■ What to work on
Set down, word for word, the part of the items below that opens with the line containing "Note: look at the photo below" and closes with the line containing "(1057, 580)", both lines included. Leave any pictures out of your copy.

■ Entries provided
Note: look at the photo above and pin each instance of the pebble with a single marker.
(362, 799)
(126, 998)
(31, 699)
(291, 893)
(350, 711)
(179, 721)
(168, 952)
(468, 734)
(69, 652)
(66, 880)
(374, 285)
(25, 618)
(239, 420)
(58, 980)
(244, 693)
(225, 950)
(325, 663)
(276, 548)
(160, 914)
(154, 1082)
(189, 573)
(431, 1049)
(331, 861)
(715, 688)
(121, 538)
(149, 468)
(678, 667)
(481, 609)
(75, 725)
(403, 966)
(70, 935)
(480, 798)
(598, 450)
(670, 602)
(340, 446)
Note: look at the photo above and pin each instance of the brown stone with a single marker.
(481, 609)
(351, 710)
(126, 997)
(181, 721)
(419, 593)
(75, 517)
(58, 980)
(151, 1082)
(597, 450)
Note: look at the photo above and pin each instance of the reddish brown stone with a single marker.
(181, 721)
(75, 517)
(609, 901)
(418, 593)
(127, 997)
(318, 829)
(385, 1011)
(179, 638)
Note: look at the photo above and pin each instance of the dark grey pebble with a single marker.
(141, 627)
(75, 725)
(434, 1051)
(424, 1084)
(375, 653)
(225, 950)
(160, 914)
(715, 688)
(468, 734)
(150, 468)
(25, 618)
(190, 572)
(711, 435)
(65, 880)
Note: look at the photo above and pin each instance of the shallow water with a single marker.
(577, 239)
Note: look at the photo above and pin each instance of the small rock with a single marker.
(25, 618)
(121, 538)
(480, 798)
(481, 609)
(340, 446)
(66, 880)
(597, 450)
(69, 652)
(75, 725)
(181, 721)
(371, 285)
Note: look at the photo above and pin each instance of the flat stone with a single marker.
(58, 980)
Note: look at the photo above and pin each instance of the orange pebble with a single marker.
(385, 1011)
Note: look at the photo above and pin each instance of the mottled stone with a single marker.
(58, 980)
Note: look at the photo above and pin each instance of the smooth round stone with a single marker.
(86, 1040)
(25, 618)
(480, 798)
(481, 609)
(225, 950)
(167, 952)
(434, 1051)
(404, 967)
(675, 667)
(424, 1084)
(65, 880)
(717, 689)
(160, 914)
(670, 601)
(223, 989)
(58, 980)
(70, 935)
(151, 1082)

* * *

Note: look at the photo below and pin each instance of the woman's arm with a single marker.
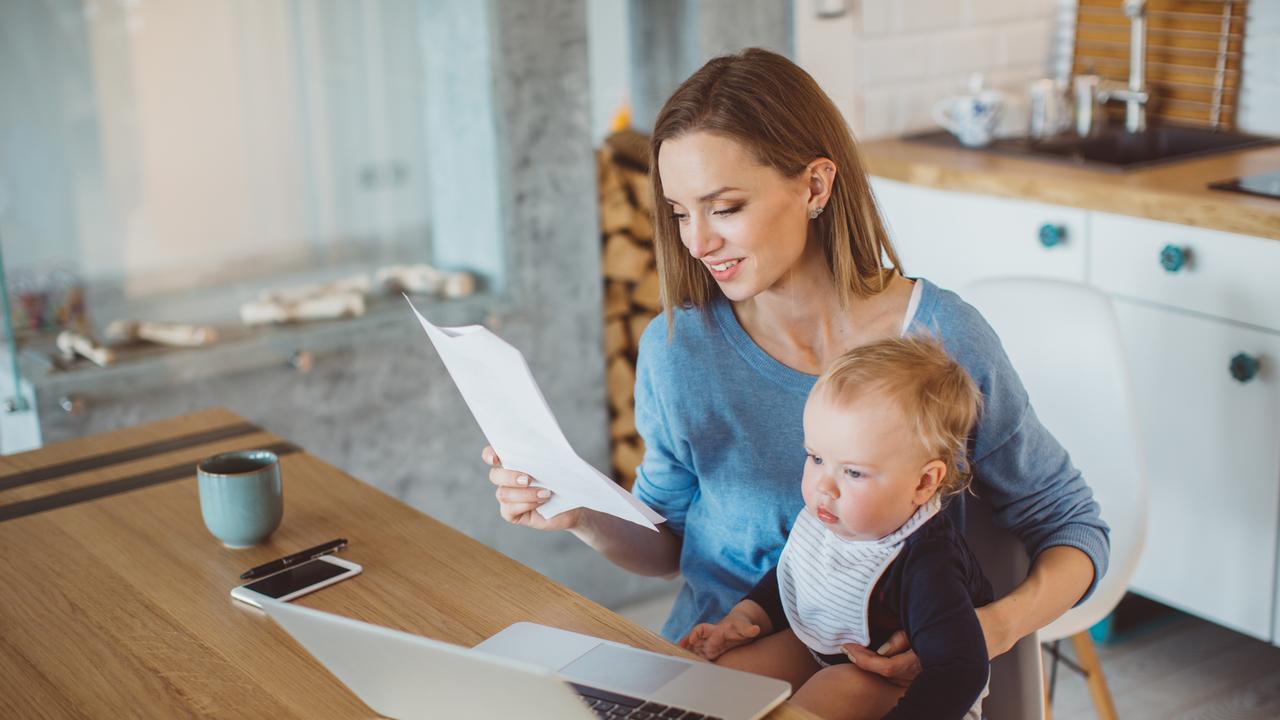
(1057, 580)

■ Result
Note: look at the photo below and pin each instance of the woman's arm with a single marker.
(1057, 580)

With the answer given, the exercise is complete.